(Entries drawn from a collection)
════
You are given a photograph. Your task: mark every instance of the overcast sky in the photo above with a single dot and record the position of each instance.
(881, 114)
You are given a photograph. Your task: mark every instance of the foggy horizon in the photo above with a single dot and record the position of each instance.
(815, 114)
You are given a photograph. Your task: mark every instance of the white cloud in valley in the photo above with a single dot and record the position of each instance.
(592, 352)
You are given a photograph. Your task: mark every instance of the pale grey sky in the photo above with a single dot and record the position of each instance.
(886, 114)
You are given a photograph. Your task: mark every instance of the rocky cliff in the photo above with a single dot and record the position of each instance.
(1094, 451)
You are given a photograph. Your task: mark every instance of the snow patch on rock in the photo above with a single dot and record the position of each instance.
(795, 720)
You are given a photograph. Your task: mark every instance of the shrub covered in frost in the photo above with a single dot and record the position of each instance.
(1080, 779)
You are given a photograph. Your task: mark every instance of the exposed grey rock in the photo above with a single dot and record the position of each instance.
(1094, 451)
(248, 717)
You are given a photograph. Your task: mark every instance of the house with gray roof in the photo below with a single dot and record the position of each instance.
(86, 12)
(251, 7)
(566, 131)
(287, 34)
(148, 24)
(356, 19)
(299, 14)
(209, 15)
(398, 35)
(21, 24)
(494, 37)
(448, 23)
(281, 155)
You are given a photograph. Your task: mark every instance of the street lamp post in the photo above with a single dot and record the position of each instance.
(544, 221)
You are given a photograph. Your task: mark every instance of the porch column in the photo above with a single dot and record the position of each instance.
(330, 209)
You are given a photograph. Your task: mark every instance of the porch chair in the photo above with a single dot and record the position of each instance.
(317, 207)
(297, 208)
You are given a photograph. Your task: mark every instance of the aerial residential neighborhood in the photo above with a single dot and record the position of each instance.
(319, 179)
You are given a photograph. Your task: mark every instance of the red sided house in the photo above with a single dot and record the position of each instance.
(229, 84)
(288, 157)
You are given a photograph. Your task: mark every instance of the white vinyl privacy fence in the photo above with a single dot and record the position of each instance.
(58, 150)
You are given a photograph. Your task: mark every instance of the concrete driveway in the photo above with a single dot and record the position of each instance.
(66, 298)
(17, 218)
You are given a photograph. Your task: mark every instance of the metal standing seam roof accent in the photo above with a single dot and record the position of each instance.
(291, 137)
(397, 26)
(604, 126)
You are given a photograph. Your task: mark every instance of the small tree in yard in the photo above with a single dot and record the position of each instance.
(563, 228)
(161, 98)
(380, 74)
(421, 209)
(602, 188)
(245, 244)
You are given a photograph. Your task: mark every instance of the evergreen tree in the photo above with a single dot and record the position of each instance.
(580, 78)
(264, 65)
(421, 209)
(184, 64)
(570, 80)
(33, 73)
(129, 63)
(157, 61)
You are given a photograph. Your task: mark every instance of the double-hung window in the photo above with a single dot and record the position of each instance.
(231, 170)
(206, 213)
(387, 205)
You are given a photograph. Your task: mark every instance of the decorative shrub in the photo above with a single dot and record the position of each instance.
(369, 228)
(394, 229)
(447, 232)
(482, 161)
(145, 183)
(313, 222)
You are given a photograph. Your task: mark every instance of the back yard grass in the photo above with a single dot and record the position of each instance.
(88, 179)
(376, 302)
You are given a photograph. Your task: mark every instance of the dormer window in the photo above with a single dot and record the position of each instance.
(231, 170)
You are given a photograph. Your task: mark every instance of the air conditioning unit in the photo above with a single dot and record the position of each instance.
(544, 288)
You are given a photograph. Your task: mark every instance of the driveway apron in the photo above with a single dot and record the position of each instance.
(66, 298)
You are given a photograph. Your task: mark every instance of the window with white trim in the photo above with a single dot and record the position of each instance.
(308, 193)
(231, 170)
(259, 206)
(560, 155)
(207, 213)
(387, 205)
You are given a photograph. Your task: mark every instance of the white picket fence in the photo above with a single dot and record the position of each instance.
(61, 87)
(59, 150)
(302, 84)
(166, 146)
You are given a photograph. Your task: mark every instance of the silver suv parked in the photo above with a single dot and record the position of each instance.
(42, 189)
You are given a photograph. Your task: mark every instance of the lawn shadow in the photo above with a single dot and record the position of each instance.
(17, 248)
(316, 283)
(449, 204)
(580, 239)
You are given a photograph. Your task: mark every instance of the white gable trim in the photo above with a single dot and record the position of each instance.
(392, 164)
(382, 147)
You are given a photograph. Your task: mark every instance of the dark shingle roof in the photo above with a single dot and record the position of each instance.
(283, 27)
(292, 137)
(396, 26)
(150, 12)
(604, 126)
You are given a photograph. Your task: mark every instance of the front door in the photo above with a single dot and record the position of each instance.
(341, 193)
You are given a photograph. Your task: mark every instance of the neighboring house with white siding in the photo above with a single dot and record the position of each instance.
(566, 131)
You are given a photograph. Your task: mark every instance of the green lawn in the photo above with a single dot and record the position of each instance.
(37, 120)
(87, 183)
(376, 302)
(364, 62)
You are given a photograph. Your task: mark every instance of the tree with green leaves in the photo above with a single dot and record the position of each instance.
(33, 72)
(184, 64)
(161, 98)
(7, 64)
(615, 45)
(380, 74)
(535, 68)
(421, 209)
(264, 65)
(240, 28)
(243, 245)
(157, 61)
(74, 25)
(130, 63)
════
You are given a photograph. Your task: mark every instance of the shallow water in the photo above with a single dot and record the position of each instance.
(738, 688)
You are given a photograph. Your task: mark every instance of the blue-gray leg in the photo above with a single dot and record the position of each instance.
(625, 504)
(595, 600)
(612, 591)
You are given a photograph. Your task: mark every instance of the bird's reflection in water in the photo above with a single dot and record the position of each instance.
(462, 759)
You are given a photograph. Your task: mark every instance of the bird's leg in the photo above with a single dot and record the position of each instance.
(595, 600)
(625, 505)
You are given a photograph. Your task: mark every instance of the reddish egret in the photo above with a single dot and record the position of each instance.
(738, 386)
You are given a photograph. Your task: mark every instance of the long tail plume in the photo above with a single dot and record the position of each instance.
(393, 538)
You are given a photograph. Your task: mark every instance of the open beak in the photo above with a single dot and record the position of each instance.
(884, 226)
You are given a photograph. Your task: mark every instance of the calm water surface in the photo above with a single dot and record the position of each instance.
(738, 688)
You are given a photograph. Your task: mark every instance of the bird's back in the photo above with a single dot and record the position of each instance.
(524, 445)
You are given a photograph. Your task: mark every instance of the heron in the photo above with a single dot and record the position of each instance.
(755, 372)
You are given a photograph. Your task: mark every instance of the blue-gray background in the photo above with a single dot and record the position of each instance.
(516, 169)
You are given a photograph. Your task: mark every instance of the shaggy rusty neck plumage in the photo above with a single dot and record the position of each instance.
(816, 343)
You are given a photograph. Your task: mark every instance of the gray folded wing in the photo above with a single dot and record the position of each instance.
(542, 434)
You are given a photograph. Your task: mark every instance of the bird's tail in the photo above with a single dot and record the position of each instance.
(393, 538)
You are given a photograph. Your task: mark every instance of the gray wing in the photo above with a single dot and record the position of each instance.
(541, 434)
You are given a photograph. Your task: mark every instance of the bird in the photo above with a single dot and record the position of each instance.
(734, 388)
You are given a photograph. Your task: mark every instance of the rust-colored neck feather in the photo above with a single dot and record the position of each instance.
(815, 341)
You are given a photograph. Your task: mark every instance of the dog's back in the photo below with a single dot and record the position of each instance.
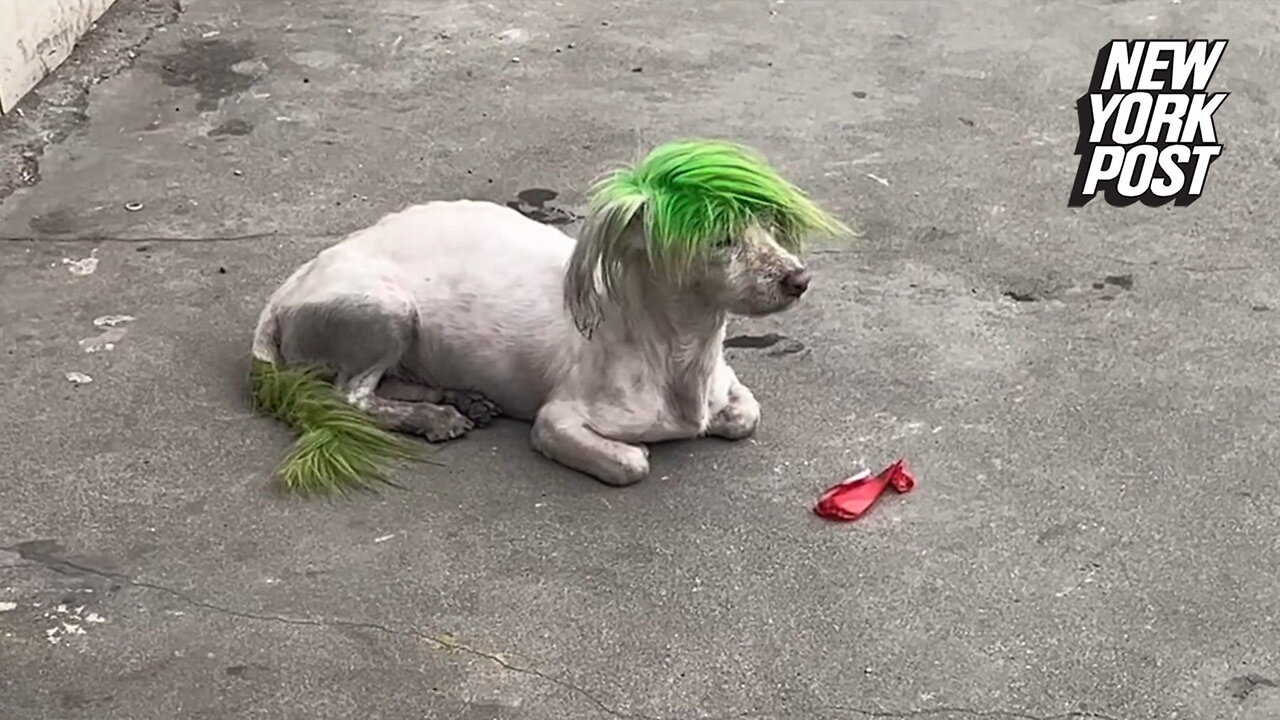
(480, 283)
════
| Set problem |
Please state how many lines in the data above contain the string "trim", counting only matches with the same case. Reply with the number alone.

| Correct answer |
2